● **Stated exercise**: Please return every one of the items below line for line, without changing anything.
** begin Data records **
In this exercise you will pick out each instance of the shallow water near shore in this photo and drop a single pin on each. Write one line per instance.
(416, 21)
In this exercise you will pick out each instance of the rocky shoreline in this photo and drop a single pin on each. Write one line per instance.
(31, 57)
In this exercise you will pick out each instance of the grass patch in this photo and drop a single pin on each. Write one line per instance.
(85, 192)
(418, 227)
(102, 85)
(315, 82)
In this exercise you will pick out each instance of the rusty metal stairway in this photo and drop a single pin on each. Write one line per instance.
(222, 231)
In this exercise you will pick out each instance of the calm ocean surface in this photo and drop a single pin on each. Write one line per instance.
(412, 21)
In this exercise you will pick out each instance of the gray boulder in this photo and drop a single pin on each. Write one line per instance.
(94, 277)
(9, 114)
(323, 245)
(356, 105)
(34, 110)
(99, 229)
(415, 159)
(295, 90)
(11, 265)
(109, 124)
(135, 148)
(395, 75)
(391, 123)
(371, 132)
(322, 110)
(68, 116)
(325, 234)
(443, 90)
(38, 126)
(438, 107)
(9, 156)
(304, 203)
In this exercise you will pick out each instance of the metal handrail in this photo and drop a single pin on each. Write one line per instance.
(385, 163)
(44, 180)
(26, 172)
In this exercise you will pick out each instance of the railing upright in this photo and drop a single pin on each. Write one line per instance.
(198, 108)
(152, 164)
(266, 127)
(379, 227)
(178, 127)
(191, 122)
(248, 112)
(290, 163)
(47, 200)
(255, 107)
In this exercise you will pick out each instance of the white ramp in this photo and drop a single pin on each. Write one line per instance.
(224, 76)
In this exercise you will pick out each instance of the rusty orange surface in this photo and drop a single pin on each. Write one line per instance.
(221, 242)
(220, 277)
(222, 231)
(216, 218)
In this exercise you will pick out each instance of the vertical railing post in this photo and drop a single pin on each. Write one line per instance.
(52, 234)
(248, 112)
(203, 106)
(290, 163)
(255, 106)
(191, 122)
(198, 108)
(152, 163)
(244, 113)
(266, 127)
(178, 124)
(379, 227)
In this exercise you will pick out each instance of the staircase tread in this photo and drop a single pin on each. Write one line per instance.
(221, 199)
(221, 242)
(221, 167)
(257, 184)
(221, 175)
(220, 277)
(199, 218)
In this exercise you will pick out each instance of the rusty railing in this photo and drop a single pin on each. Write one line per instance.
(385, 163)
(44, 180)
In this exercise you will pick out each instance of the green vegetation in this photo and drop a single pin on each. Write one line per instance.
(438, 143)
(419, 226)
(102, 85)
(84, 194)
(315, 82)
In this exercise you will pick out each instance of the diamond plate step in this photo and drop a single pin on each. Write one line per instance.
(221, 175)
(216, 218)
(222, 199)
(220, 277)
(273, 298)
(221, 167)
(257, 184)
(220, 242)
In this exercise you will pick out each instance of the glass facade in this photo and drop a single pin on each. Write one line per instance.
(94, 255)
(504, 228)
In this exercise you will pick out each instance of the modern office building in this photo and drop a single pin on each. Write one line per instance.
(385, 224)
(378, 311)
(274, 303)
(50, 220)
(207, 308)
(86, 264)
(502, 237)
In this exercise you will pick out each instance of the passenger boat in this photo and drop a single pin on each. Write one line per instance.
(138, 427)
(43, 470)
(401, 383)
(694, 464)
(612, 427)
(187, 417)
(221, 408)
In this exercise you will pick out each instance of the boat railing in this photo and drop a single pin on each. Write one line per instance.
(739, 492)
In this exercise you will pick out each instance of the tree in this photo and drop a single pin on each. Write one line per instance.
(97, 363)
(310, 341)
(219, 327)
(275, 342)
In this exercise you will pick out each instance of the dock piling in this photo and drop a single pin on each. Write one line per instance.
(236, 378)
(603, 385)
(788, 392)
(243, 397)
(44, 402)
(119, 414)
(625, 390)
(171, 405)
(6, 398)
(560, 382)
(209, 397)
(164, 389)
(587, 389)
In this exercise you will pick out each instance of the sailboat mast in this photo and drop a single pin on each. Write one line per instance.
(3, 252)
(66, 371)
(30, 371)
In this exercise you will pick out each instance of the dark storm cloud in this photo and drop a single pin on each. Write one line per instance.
** end Data records **
● **Solution for this exercise**:
In this exercise you will pick out each instance of the shallow water near shore in this photo and drop a single pin on each. Write one line per instance.
(416, 21)
In this exercise you will pick out each instance of the rocky shoreline in this photo and drop a single pin on each. Write one line per instance.
(31, 57)
In this exercise you will pick out each instance of the grass patch in this photo and drop a single pin on each. Write one line per instance.
(85, 192)
(418, 227)
(102, 85)
(315, 82)
In this exercise you will pick out each instance of the rusty metal stairway in this photo and drop a single pin on each. Write one line per instance.
(222, 231)
In this exercise you will pick out each instance of the calm ocean surface in this photo and drop a single pin on each. Write one line per instance.
(412, 21)
In this exercise you will pick out each instance of the gray boulder in this photo and drop a single pin on each. Write one line per instance.
(94, 277)
(9, 114)
(323, 245)
(356, 105)
(34, 110)
(99, 229)
(415, 159)
(295, 90)
(11, 265)
(109, 124)
(135, 148)
(395, 75)
(391, 123)
(371, 132)
(322, 110)
(68, 116)
(325, 234)
(443, 90)
(38, 126)
(438, 107)
(9, 156)
(304, 203)
In this exercise you will pick out each instance of the metal handrail in this photo and drop a single pin on each. Write one line per instance.
(385, 163)
(44, 180)
(26, 172)
In this exercise you will pick out each instance of the railing upright in this photo and drop a single pin on each. Write one line per instance.
(198, 108)
(152, 164)
(266, 127)
(379, 227)
(178, 127)
(191, 122)
(248, 112)
(290, 163)
(47, 200)
(255, 107)
In this exercise you will pick out each instance of the white ramp in this photo and drop a single pin on each. Write one line per instance.
(224, 76)
In this exercise you will pick out each instance of the rusty orange surface in this photo and drop a single pin on each. Write one line per instance.
(221, 242)
(220, 277)
(222, 231)
(216, 218)
In this exercise you will pick out each instance of the vertical railing post in this photo and drop a single pin on each. Write one line per instance.
(52, 234)
(248, 112)
(203, 106)
(290, 163)
(255, 106)
(191, 122)
(198, 108)
(152, 163)
(244, 113)
(266, 127)
(178, 124)
(379, 227)
In this exercise you will pick out each instance of the staircase tread in this photo and drop a single pin on each. Write one line per instance.
(221, 199)
(221, 242)
(221, 167)
(257, 184)
(221, 175)
(220, 277)
(199, 218)
In this exercise you will pick out each instance of the rusty railing in this photo and drop a single pin on each. Write one line per instance.
(385, 163)
(44, 180)
In this exercise you will pick out each instance of the green vegetation in this photo and drop a single pin on each. Write one line per instance.
(438, 143)
(419, 226)
(102, 85)
(84, 194)
(315, 82)
In this exercise you will pick out each instance of the diamond plate step in this photo and drop a single pin on each. Write one line per instance.
(221, 175)
(216, 218)
(222, 199)
(220, 277)
(273, 298)
(221, 167)
(257, 184)
(220, 242)
In this exercise you will pick out each instance of the glass facade in this photo and drop a single pin on each. Write one line per instance.
(94, 255)
(504, 228)
In this exercise you will pick out each instance of the modern office building in this photo and drop a single pin on each. Write one line per instance.
(385, 224)
(378, 311)
(274, 303)
(50, 220)
(207, 308)
(86, 264)
(502, 237)
In this exercise you will pick out each instance of the passenger boat in this photo and drop a single pin on each. Write one line per instance.
(138, 427)
(43, 470)
(401, 383)
(694, 464)
(612, 427)
(187, 417)
(221, 408)
In this exercise you will pick out each instance of the boat railing in this photo and drop a single pin on each. Write one line per instance.
(739, 492)
In this exercise you will pick out each instance of the tree in this photo and drop a single pin on each. Write one line per instance.
(97, 363)
(310, 341)
(219, 327)
(275, 342)
In this exercise you will pick out each instance of the dock piling in this photo and drop a single pin on each. Write one line per instance.
(236, 378)
(603, 385)
(788, 392)
(243, 397)
(44, 402)
(119, 414)
(625, 390)
(171, 405)
(6, 398)
(560, 382)
(209, 397)
(164, 389)
(587, 389)
In this exercise you will pick out each instance of the sailboat mast in this photo and drop a single pin on each. Write one line per instance.
(3, 252)
(66, 371)
(30, 371)
In this exercise you will pick out each instance of the dark storm cloud in this photo and drop a single pin on each. Write one line per instance.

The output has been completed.